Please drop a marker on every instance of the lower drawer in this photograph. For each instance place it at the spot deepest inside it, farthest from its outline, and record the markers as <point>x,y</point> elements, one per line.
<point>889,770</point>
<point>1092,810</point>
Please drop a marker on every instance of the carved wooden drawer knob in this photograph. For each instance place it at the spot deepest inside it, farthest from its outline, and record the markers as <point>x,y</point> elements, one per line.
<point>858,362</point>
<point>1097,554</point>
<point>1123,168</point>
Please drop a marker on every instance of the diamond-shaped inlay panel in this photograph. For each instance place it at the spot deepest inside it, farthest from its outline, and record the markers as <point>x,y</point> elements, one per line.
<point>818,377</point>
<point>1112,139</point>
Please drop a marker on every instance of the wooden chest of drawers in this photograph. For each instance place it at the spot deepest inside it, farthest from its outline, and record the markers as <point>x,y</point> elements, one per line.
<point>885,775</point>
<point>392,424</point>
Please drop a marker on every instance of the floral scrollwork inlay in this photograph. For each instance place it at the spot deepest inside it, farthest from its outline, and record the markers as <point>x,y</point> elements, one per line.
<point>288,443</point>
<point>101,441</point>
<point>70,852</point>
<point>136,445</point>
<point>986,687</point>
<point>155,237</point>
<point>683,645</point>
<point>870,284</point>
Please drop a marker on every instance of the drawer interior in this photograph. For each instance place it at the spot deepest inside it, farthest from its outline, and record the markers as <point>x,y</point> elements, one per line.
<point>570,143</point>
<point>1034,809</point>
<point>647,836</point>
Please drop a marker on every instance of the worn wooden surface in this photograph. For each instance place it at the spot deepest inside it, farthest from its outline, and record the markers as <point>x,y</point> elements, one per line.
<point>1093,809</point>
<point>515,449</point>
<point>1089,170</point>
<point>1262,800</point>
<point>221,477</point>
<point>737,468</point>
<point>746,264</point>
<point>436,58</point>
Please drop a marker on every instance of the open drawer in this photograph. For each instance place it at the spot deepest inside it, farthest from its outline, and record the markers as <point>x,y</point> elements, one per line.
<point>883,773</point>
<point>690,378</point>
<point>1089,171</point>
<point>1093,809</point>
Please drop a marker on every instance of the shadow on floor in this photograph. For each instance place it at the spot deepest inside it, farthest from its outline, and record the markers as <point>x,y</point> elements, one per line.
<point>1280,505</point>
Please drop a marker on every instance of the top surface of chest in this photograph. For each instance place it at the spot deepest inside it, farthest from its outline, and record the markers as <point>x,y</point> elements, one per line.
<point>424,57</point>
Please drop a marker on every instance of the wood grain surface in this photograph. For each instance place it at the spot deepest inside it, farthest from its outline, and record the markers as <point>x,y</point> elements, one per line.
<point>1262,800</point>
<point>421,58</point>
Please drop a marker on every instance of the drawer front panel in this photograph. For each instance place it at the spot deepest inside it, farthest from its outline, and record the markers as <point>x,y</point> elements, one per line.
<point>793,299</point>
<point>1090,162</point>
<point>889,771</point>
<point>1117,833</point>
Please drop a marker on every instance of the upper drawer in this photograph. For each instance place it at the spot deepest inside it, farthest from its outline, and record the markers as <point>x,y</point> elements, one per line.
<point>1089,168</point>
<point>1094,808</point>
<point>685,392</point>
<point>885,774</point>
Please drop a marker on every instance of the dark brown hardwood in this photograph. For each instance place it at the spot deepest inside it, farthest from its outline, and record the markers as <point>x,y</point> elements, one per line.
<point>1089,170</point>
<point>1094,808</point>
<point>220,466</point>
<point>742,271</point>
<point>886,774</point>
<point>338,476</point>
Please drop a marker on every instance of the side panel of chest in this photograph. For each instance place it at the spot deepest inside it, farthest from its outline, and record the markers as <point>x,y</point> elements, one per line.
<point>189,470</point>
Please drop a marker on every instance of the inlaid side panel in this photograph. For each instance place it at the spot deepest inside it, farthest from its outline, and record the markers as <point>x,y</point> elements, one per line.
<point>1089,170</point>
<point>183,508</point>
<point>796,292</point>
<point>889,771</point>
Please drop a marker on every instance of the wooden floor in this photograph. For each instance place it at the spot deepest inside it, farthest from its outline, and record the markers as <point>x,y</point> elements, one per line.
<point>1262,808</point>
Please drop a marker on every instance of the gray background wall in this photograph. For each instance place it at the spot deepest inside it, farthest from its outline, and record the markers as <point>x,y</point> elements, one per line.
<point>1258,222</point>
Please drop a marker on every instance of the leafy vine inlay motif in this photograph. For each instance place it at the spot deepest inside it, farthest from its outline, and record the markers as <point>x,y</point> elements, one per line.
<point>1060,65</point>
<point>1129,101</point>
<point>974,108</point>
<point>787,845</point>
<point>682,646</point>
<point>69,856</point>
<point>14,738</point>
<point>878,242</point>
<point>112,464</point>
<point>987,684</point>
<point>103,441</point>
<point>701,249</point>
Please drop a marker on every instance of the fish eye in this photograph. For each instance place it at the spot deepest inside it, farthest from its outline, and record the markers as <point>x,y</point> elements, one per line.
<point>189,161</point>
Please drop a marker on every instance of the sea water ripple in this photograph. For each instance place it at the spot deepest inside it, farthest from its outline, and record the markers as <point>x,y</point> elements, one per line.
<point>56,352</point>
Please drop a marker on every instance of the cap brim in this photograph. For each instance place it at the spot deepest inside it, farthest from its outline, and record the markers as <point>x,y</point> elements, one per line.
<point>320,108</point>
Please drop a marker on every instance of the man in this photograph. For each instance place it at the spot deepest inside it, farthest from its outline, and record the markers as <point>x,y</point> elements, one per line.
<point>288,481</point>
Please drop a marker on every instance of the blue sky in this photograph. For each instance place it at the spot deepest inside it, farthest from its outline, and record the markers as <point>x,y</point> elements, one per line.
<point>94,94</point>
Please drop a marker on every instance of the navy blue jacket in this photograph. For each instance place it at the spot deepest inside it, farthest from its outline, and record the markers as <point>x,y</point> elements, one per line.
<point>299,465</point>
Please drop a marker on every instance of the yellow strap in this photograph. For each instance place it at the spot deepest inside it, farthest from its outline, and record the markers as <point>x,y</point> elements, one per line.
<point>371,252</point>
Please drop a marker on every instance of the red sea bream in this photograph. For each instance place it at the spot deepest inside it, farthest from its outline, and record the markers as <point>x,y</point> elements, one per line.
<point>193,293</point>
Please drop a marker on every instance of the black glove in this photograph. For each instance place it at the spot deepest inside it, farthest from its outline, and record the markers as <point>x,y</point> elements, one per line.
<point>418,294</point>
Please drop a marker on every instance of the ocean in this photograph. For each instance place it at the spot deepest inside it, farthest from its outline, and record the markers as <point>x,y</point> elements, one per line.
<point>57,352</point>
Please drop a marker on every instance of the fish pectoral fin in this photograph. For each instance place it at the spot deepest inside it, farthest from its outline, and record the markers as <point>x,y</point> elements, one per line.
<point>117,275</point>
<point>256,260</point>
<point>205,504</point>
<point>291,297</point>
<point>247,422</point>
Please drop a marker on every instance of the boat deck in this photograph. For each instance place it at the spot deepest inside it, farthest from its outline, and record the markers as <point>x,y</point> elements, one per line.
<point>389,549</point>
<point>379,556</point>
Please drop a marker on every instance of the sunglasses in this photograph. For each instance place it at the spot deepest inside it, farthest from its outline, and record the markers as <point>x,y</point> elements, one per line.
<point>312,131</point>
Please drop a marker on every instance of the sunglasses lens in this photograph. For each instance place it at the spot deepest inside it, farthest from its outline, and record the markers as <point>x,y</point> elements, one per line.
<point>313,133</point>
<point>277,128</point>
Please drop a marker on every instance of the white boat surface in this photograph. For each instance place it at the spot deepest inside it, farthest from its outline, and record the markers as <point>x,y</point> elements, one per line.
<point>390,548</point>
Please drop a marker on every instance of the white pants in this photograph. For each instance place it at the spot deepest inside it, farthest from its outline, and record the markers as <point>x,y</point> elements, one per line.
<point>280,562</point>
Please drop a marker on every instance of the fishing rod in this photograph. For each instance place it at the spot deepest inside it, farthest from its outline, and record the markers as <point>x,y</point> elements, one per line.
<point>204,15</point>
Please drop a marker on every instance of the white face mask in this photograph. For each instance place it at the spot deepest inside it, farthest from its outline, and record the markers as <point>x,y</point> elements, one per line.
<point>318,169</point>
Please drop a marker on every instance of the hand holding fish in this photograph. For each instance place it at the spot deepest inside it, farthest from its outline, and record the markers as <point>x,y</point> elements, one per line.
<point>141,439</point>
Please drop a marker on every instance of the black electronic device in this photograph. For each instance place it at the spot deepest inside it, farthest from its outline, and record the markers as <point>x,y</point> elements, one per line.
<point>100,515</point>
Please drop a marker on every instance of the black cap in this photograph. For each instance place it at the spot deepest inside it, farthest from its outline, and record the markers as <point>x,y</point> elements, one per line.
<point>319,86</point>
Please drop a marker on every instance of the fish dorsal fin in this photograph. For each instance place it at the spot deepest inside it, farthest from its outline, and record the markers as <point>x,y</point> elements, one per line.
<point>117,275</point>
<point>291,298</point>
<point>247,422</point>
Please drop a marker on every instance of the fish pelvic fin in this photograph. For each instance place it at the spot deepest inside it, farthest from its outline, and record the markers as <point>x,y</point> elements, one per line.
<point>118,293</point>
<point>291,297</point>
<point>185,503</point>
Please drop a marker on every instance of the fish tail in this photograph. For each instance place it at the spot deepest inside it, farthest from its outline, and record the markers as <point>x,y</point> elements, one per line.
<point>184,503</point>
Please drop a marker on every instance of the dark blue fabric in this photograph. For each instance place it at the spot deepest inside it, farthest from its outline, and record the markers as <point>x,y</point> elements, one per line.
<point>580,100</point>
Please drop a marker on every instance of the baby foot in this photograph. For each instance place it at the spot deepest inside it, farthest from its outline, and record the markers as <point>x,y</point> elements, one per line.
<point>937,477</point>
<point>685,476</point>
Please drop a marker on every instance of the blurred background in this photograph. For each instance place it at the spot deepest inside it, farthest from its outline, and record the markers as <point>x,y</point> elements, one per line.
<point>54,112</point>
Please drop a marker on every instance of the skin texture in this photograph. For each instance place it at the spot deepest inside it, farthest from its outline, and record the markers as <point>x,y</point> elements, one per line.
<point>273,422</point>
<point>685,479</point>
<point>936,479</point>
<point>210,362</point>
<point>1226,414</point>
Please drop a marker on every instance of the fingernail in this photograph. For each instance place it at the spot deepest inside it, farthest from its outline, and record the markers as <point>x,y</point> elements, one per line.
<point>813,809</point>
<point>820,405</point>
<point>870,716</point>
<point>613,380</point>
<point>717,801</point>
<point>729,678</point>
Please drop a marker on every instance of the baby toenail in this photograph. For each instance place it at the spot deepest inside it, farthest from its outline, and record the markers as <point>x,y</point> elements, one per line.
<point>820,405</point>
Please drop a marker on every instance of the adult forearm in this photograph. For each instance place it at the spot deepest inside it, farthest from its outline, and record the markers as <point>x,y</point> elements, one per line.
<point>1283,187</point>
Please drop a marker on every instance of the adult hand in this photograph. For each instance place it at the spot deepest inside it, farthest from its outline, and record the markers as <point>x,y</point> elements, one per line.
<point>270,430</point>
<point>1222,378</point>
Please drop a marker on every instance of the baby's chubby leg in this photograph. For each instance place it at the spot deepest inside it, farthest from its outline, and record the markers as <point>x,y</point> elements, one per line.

────────────────────────────────────────

Rescale the part of the data that opens with the line containing "Please drop a marker on every instance of the dark blue" and closes with the line containing "<point>729,678</point>", both lines included. Write out only those lines again, requests included, with every point coordinate in the answers multiplied by 1.5 and rounded to a whole number, halves rounded up.

Please drop a marker on every instance of the dark blue fabric in this photograph. For each instance place it at the spot deepest inside it, farthest from its outline, and record the markers as <point>x,y</point> elements, one per line.
<point>870,150</point>
Please drop a marker on every instance of the baby foot in this photograph. For each instance place it at the spot deepest inside it, farthest from its outline, and record the markers as <point>x,y</point> elements, one per line.
<point>1406,716</point>
<point>1028,714</point>
Please drop a marker on every instance of the blurred background in this photograph. For each instance place it at the spot deepest inside it, farthest from its outline, and record the markers as <point>x,y</point> elements, one per line.
<point>81,168</point>
Please drop a marker on every instance of the skin texture in this photograph. For each instance place it at the spot deepest inside it, farthest from its outline, and record the markers as <point>x,y</point> elements, one per line.
<point>410,633</point>
<point>1028,719</point>
<point>1404,719</point>
<point>315,543</point>
<point>1839,621</point>
Please drop a marker on every instance of the fingernail in this photograph. For each instance place it at the spot deepest inside it, farthest from its outline, and record the markers as <point>x,y</point> elements, one per line.
<point>1220,1214</point>
<point>1230,608</point>
<point>1305,1074</point>
<point>920,570</point>
<point>1076,1202</point>
<point>1094,1017</point>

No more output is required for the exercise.